Activité →
Relevez dans le texte de lecture les lieux successifs qui, selon lui, marquent les périodes de la vie de Nissan.

Texte de lecture →
====================

Il s’est depuis tourné vers l’adaptation de livres à l’écran et l’écriture de séries, notamment avec le succès de De Grâce, sur Arte, sans pour autant abandonner la littérature. C’est courageux. Car si les deux métiers demandent des qualités complémentaires — sens de l’intrigue et du dialogue, structure et minutie — les univers sont très différents.
Il y a évidemment des liens : on reconnaît la plume de Baptiste dans les dialogues vifs et prenants de De grâce, comme on devine l’expérience du scénariste derrière la construction d’Un coup de pied dans la poussière. C’est peut-être ce que j’ai le moins aimé : un premier chapitre manifestement destiné à capter l’attention, pensé en cliffhanger, avant de plonger dans l’histoire. La scène est forte, mais on voit l’échafaudage… C’est bien sûr une question d’équilibre, et Baptiste Fillon a le grand mérite de ne jamais appuyer, ni sur les effets de suspense, ni sur les bons ou mauvais sentiments de ses personnages. Cette immense qualité lui permet d’aborder la dangereuse question de l’origine du conflit israélo-palestinien sans militantisme ni angélisme, à travers les yeux de ceux qui l’ont vécu.
Nissan, un héros en conflits
Nissan, le héros, est complexe ; il sera jusqu’à la fin tiraillé entre des pôles contraires, entre son rejet de la violence et son attachement à sa famille et à une patrie qui se construit. Sa naissance décide ses parents à l’exil, pour fuir une Bessarabie déchirée par la Guerre Civile russe, et toute son existence restera sous le signe de la fuite. Les lieux successifs de sa vie marquent de nettes périodes dans son caractère et dans son œuvre : l’Europe de l’Est, le moshav, Tel Aviv, Paris. Aucun ne lui offre réellement un foyer durable — au fond, il habite surtout dans l’espace pacifique et créateur de ses toiles.

====================

Jeu de données →
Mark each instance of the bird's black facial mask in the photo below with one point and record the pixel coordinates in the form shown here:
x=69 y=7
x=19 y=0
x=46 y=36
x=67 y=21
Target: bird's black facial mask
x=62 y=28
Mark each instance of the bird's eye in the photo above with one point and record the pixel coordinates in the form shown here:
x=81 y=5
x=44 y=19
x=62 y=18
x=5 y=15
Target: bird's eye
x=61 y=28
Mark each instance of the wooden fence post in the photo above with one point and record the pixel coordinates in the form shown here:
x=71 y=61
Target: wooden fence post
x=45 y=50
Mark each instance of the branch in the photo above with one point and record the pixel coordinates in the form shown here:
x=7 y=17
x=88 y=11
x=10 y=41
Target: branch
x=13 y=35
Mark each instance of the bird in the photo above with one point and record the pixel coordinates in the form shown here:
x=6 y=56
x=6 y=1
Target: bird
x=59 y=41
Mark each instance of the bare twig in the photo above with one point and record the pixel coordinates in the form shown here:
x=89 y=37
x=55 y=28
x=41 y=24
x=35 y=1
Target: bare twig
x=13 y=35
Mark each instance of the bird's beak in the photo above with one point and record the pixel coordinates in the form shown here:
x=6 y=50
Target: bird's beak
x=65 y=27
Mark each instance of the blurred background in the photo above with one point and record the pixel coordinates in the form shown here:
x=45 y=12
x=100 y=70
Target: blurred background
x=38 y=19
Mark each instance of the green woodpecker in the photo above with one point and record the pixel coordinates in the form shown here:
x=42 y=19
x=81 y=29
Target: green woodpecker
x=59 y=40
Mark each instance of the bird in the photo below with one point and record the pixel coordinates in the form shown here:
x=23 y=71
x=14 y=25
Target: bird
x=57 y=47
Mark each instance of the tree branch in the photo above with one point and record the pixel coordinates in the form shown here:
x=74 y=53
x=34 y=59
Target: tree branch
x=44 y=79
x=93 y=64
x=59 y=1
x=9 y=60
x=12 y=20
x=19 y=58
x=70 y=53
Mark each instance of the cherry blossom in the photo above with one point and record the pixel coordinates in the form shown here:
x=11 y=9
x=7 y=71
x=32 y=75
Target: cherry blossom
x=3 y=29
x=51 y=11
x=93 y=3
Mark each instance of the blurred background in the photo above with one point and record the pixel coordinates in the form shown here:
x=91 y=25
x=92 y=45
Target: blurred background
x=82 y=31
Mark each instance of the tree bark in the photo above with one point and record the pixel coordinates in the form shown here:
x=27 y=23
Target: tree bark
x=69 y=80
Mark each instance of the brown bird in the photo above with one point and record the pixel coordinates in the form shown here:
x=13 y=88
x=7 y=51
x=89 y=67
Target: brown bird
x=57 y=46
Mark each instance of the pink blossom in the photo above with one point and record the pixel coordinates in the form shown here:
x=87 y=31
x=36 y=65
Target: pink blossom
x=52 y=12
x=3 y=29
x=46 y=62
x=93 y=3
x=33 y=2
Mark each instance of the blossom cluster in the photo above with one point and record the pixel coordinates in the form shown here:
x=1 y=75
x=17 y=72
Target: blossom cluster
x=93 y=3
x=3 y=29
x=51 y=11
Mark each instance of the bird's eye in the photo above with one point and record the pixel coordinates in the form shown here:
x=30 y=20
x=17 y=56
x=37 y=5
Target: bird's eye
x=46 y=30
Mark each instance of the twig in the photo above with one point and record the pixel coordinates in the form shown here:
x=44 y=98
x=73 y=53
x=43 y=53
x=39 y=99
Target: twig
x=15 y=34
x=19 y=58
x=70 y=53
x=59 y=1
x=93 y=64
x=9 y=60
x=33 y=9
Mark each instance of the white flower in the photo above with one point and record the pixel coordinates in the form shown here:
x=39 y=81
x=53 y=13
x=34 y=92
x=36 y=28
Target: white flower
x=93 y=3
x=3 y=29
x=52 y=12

====================

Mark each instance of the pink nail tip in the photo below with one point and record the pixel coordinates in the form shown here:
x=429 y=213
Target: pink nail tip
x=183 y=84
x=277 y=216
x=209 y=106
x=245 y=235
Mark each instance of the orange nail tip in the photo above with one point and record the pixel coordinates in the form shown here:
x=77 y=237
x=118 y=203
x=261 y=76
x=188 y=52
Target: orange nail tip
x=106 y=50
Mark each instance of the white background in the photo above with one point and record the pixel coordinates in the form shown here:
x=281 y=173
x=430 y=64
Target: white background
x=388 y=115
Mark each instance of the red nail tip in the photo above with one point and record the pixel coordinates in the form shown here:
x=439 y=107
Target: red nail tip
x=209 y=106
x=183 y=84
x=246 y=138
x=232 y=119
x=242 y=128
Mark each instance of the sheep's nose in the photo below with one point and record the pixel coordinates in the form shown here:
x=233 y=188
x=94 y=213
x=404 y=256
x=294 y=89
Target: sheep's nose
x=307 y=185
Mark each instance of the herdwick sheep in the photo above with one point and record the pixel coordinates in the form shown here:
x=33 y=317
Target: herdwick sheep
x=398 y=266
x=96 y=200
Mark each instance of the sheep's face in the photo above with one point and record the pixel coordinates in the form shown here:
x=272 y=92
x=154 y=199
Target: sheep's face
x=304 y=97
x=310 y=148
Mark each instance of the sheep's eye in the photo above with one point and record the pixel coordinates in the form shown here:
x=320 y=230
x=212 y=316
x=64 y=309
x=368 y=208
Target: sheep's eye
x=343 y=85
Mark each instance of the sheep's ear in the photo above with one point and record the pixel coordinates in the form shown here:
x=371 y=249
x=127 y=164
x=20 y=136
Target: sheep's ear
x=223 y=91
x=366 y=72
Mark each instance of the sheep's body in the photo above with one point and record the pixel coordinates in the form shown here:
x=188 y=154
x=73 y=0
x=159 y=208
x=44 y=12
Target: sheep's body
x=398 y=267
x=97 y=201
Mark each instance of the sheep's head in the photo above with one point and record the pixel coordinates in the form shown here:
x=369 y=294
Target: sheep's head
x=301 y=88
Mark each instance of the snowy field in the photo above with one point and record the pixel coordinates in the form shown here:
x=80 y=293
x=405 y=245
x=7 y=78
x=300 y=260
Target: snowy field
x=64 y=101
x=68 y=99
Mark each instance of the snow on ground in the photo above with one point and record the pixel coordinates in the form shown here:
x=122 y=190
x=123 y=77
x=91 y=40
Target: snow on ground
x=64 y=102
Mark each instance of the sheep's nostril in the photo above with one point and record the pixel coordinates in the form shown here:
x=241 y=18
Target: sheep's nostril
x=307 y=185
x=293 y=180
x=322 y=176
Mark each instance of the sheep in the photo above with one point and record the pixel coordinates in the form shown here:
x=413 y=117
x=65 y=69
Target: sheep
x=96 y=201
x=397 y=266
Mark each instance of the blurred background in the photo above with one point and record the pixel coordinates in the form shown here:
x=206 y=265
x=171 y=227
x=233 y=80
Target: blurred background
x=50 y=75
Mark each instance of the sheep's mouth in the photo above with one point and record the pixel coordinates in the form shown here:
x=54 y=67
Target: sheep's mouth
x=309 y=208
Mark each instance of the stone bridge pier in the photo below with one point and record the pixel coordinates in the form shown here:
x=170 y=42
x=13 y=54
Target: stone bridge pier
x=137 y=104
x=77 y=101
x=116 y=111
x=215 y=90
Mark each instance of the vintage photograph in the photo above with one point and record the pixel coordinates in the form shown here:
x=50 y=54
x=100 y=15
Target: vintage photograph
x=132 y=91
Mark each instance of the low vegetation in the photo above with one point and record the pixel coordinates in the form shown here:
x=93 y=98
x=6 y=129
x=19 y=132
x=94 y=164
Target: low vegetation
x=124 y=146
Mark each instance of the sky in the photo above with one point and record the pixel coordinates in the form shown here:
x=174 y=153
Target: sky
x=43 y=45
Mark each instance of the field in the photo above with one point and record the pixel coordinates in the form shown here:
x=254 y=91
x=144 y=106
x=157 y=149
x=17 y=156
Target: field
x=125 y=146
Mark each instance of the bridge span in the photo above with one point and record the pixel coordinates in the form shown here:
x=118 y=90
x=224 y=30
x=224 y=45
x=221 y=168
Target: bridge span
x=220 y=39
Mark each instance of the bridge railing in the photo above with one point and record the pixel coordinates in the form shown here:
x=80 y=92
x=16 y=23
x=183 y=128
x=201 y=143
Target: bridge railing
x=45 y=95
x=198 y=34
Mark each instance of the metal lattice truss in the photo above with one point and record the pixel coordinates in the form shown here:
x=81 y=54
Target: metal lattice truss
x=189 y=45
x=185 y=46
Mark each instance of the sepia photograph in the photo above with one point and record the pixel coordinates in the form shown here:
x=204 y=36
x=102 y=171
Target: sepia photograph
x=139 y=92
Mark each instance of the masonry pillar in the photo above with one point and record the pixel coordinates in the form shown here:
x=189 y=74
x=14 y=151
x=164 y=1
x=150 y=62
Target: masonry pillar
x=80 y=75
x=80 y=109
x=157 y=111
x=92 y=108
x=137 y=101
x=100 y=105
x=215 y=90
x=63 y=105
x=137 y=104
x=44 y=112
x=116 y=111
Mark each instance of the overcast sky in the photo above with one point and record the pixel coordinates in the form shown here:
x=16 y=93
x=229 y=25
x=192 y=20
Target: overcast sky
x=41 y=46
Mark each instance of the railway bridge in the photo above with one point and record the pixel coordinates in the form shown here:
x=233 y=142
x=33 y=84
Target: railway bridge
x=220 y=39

====================

Tâche réalisée →
L’Europe de l’Est, le moshav, Tel Aviv, Paris.